*EXCERPT PROVIDED*

As you’ve probably guessed, there were some pretty great spaced out tracks laid down on this 12″ slab, and as expected from Perrey, cosmically twisted, fun and swinging. There’s the great opener Soul City that every space mod must have played on their Weltron 2007 while preparing a Martini, and also the dark and slinky Cat In The Night. But the real track here, that took Perrey to a new level of greatness, is of course E.V.A.!
Now I know this infamous track is nowadays quite well known, and not just amongst the vintage space pop fanatics, but it’s hard to believe that is was never to be officially released by Vanguard as a 7″ in the US. In fact even the UK had to wait two years for the first Moog Indigo single, and that wasn’t even EVA, but instead the loopy Gossipo Perpetuo with the title track on the flip! THANKFULLY the vanguard people over in Brazil had the sense to release it 3 years after it was recorded as a single and as featured here, a gorgeous EP picture sleeve, that actually runs at 33rpm.
This track is pretty special to me for a number of reasons. It played on the dance floor at Sounds of Seduction when I meet my wife many years ago, and it also played at our wedding and is featured on our Super 8 wedding video. It’s so smooth, it has beats, it has fuzz and Wah wah, and it even has bells…but most importantly, it has so much integrity! And while so many other Perrey recordings happily and contently sit back in that other time from the past, this unstoppable track is still soaring far ahead, smashing through electronic genres, only leaving a traces of space glitter on the occasional hip dance floor.
And so what does E.V.A. stand for? Well to tell you the truth, I don’t know, but it is a space term for extra-vehicular activity, so maybe that was a reference point?
Perrey returned to France in 1970 and became the musical director of a ballet company. He wrote and recorded music for a television commercials and a number of French cartoons, and released several albums of this music on the Montparnasse label. He also continued to work on music for therapeutic purposes, including one project that involved recording with dolphins in the waters near Vancouver, Canada. “It was remarkable,” Perrey says. “If you played sounds of a certain frequency, the dolphins began to swim in perfect circles.”

*TASKS TO PERFORM*
**a.** Rewrite the passage on Perrey and E.V.A. starting at "And so what" and ending at "a reference point?", with "extra-vehicular activity" replaced by "spacewalk".
**b.** Resume the piece about Perrey's music after its final sentence.

*RECORDED DATA*
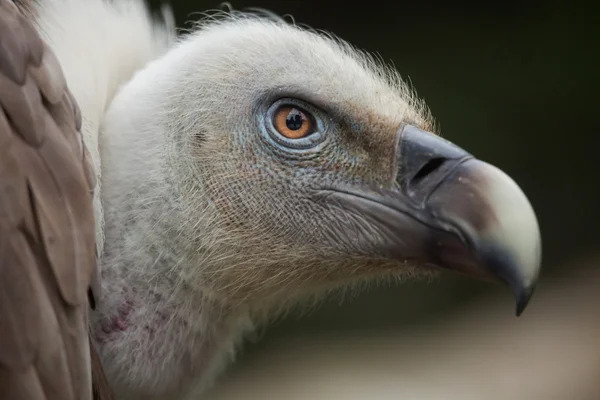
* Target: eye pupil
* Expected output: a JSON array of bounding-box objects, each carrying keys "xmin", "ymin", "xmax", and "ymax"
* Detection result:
[{"xmin": 285, "ymin": 110, "xmax": 304, "ymax": 131}]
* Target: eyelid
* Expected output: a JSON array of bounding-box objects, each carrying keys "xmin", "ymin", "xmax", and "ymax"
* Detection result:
[{"xmin": 262, "ymin": 98, "xmax": 329, "ymax": 152}]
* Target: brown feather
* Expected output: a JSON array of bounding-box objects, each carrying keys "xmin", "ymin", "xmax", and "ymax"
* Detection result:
[{"xmin": 0, "ymin": 0, "xmax": 113, "ymax": 400}]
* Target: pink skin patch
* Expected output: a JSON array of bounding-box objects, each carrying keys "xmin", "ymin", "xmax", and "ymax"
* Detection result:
[{"xmin": 96, "ymin": 300, "xmax": 133, "ymax": 343}]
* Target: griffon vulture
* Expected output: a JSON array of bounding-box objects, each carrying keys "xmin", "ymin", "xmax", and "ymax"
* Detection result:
[{"xmin": 0, "ymin": 0, "xmax": 541, "ymax": 400}]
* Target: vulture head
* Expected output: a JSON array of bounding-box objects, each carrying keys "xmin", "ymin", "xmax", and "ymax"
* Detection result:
[
  {"xmin": 5, "ymin": 0, "xmax": 541, "ymax": 399},
  {"xmin": 105, "ymin": 14, "xmax": 540, "ymax": 312}
]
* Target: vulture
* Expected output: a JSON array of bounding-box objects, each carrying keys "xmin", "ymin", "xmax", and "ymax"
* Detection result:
[{"xmin": 0, "ymin": 0, "xmax": 541, "ymax": 400}]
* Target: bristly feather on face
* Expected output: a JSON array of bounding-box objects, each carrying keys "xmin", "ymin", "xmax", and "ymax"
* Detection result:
[{"xmin": 147, "ymin": 12, "xmax": 440, "ymax": 310}]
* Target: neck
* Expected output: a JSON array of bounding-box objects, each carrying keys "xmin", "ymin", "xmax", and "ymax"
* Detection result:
[
  {"xmin": 94, "ymin": 54, "xmax": 255, "ymax": 399},
  {"xmin": 32, "ymin": 0, "xmax": 250, "ymax": 399}
]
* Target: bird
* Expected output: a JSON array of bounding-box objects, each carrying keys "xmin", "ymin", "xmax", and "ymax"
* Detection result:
[{"xmin": 0, "ymin": 0, "xmax": 541, "ymax": 400}]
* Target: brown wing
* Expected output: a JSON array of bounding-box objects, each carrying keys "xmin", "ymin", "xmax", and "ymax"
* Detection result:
[{"xmin": 0, "ymin": 0, "xmax": 113, "ymax": 400}]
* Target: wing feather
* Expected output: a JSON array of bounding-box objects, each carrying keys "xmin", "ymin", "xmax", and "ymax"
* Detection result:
[{"xmin": 0, "ymin": 0, "xmax": 112, "ymax": 400}]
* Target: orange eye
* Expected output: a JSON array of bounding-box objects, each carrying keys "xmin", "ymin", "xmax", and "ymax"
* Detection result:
[{"xmin": 273, "ymin": 105, "xmax": 315, "ymax": 139}]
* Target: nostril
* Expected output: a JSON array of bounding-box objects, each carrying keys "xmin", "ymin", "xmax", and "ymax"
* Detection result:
[{"xmin": 412, "ymin": 157, "xmax": 446, "ymax": 184}]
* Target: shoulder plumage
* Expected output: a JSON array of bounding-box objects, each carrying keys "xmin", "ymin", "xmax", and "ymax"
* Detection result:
[{"xmin": 0, "ymin": 0, "xmax": 112, "ymax": 400}]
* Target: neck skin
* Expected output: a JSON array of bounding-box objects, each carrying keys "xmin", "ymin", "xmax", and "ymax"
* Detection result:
[
  {"xmin": 93, "ymin": 50, "xmax": 251, "ymax": 399},
  {"xmin": 28, "ymin": 0, "xmax": 251, "ymax": 400}
]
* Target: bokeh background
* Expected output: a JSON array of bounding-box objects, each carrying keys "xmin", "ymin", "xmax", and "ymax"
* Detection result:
[{"xmin": 146, "ymin": 0, "xmax": 600, "ymax": 400}]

*RESPONSES FOR EACH TASK*
**a.**
And so what does E.V.A. stand for? Well to tell you the truth, I don’t know, but it is a space term for spacewalk, so maybe that was a reference point?

**b.**
Perrey’s influence would reverberate for years – The In Sound from Way Out! inspired a tribute from the Beastie Boys, who borrowed both the album’s title and cover art for their own album 30 years later. But sadly, none of this translated into personal fortune. Perrey did not own the publishing rights to his music when it was licensed to Disney, while Stanley Kubrick was able to incorporate some of Perrey’s sound effects into 2001: A Space Odyssey for next to nothing. Perrey says: “Jean Cocteau told me, ‘Thirty years after I die, you will retire a rich man.’ Well, Cocteau died in 1963 and I haven’t been able to retire yet.”
I highly recommend this video interview by Richard Lawson from 2004!
An RL Music Interview with Jean-Jacques Perrey.
Also great Perrey references here…
Space Age Pop!
The godfather of techno!
iCrates
*John Cage, who was one of the leading figures of the post-war avant-garde, and is perhaps best known for his 1952 composition 4′33″, which is performed in the absence of deliberate sound. Musicians who present the work do nothing aside from being present for the duration specified by the title. The content of the composition is not “four minutes and 33 seconds of silence,” as is sometimes assumed, but rather the sounds of the environment heard by the audience during the performance.